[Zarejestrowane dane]
══════════

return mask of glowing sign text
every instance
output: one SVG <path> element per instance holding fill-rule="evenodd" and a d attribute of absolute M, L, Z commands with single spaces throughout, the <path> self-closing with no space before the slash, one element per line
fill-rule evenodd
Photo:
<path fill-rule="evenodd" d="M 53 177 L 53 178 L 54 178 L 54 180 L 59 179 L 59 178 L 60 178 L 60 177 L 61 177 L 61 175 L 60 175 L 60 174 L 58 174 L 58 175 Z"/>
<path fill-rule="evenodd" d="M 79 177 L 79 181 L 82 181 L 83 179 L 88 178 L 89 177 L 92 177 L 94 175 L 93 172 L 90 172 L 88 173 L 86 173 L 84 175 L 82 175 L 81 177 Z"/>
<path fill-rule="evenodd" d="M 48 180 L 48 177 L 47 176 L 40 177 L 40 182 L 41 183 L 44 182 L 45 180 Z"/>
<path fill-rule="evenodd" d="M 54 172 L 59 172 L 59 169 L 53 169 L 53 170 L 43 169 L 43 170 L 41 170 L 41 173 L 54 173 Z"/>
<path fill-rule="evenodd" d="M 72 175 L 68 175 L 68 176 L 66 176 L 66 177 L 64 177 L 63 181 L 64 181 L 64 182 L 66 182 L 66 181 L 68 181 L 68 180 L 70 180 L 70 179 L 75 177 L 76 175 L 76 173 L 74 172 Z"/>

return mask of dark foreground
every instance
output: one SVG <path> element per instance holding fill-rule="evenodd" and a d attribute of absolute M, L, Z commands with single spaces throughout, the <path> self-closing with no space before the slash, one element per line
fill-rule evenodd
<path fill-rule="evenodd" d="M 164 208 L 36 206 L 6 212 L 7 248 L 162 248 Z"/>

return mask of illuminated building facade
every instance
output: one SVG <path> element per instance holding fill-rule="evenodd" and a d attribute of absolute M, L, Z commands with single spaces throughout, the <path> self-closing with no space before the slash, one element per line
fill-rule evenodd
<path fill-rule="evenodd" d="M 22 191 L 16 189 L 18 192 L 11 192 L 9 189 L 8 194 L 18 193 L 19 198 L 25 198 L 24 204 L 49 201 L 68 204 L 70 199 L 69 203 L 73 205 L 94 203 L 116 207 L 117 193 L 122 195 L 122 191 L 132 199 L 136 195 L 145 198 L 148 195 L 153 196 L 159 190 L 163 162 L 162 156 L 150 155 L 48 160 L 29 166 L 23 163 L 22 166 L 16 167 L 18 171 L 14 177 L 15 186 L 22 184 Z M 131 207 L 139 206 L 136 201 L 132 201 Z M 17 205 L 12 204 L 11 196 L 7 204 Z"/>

══════════

» Zadanie: Powiel bez żadnych zmian fragment rekordów powyżej, który zaczyna się wierszem zawierającym „return mask of dark foreground”, a kończy wierszem zawierającym „164 208 L 36”. Oba te wiersze mają się znaleźć w odpowiedzi.

» Odpowiedź pisemna:
return mask of dark foreground
every instance
output: one SVG <path> element per instance holding fill-rule="evenodd" and a d attribute of absolute M, L, Z commands with single spaces throughout, the <path> self-closing with no space before the slash, one element per line
fill-rule evenodd
<path fill-rule="evenodd" d="M 164 208 L 36 206 L 6 212 L 7 248 L 162 248 Z"/>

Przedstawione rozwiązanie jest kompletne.